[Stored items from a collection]
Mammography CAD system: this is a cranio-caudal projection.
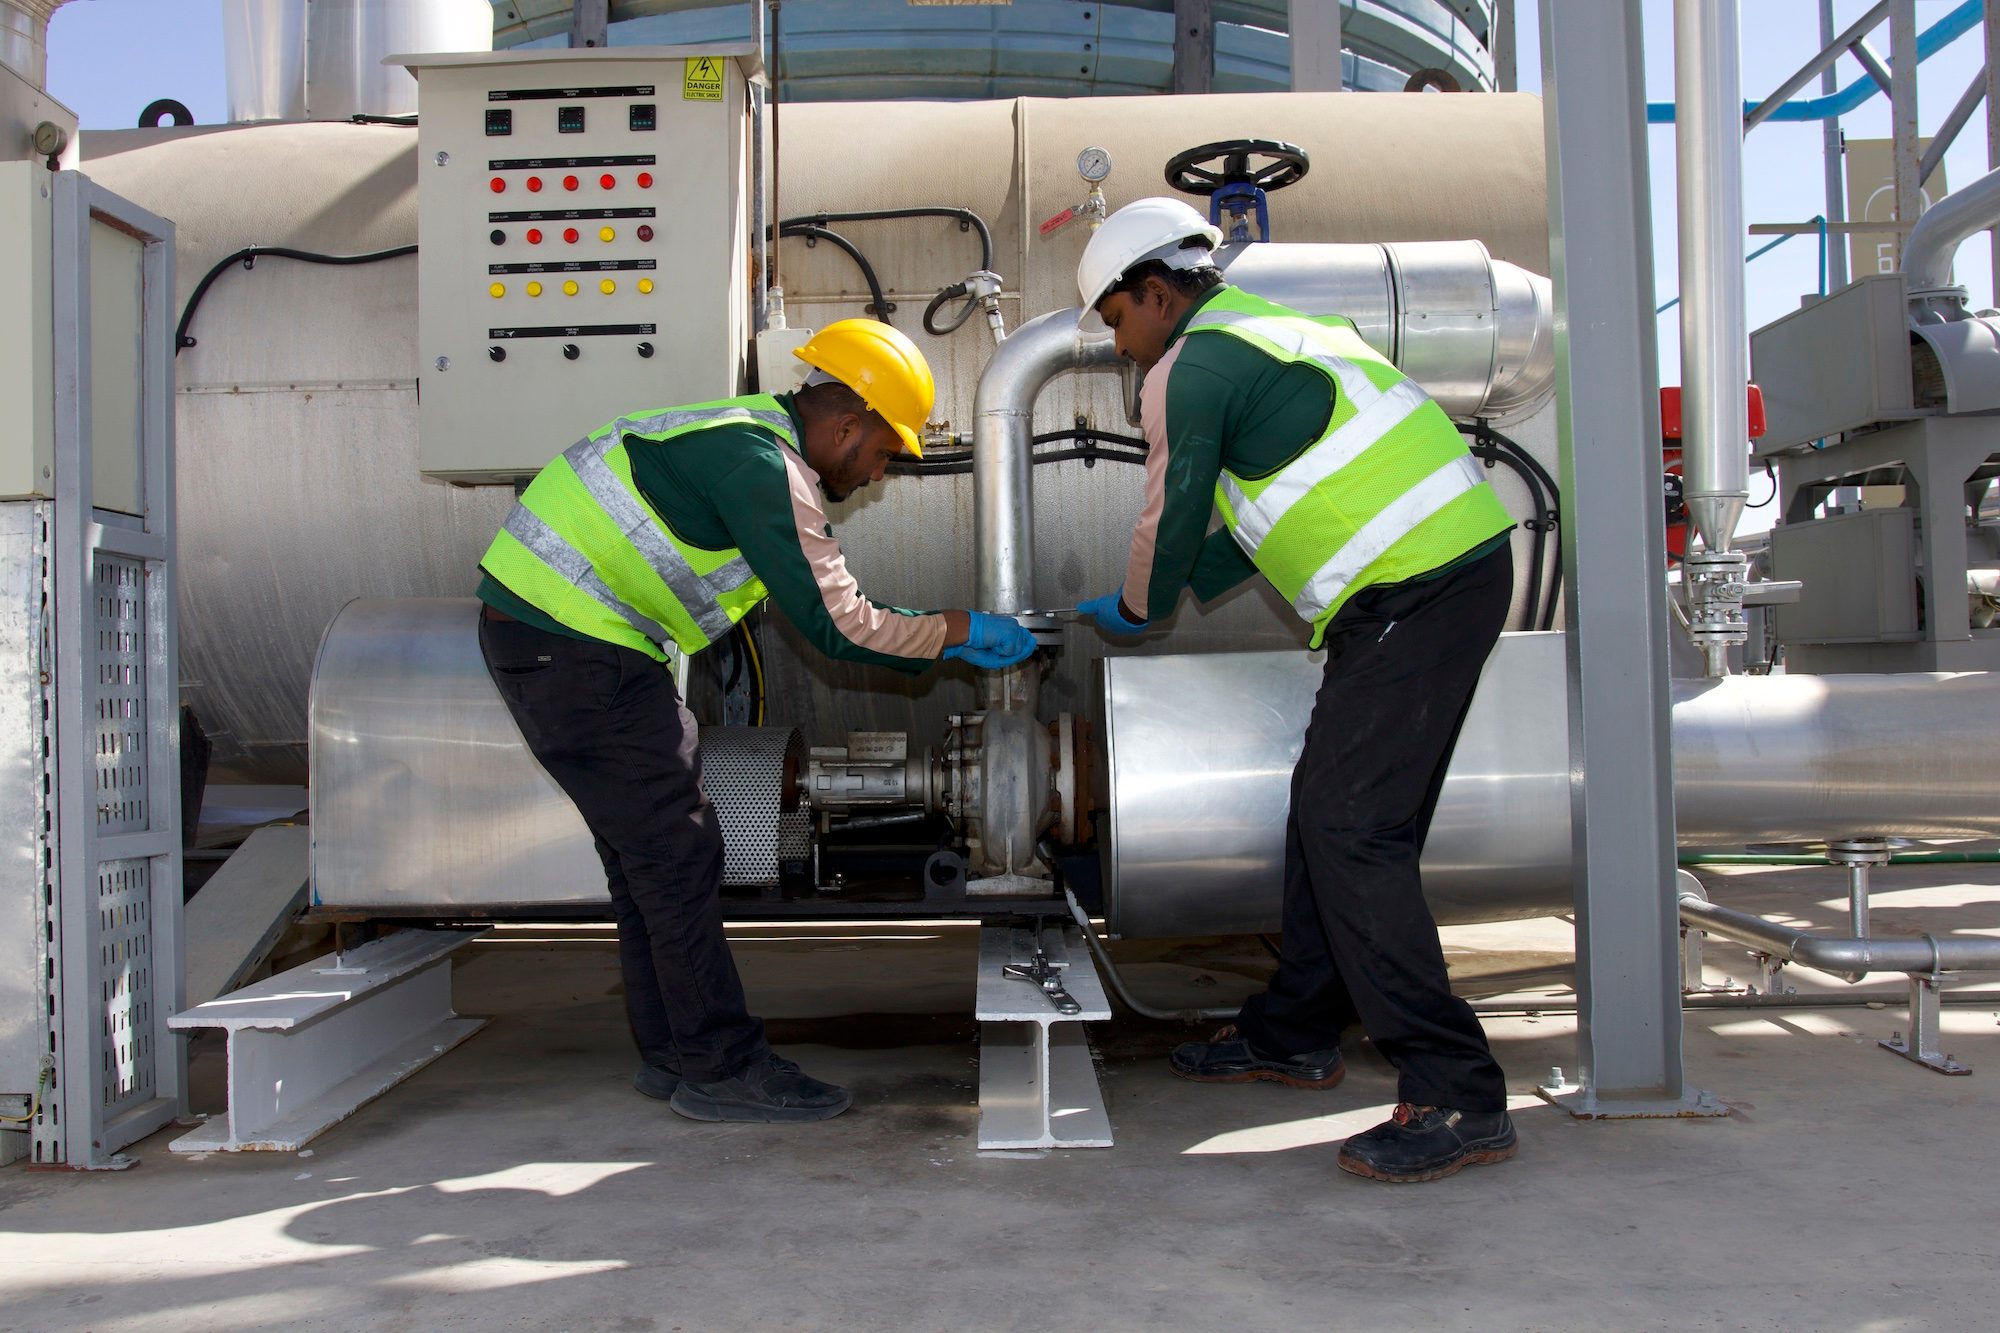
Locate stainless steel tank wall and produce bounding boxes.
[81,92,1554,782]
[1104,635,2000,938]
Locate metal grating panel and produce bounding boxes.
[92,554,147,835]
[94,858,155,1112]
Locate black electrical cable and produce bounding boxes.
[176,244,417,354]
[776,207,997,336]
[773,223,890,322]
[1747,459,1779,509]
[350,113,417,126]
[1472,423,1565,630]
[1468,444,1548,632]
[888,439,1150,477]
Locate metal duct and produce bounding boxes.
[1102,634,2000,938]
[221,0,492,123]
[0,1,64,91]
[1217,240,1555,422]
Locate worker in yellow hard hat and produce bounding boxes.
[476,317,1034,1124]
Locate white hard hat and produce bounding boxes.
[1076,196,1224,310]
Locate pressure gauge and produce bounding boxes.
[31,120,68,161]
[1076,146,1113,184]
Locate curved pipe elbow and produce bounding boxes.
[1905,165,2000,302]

### [PROMPT]
Every line above goes into your copy exactly; no images go in.

### [RESULT]
Mammography CAD system: this is a cranio-caudal projection.
Locate stainless steel tank wall and produce bounding boxes.
[81,92,1554,782]
[1104,635,2000,938]
Locate metal grating panel and produce bounding boxes.
[92,554,147,835]
[94,858,155,1112]
Locate black electrical cable and produce bounding boxes.
[176,244,417,354]
[776,207,997,336]
[773,223,890,322]
[1747,459,1779,509]
[350,113,417,126]
[1472,423,1565,630]
[1468,444,1548,632]
[888,439,1150,477]
Locate metal duct and produce bounding boxes.
[1102,634,2000,938]
[221,0,492,123]
[0,1,64,91]
[1217,240,1555,422]
Locate worker in yellow hard hat and produce bounding boxes.
[476,317,1034,1124]
Locate white hard hat and produce bounding boxes.
[1076,196,1224,310]
Locate pressure gauge and produce bounding boxes.
[31,120,68,161]
[1076,146,1113,184]
Locate curved pipe elbow and produce bounding boxes.
[1905,165,2000,302]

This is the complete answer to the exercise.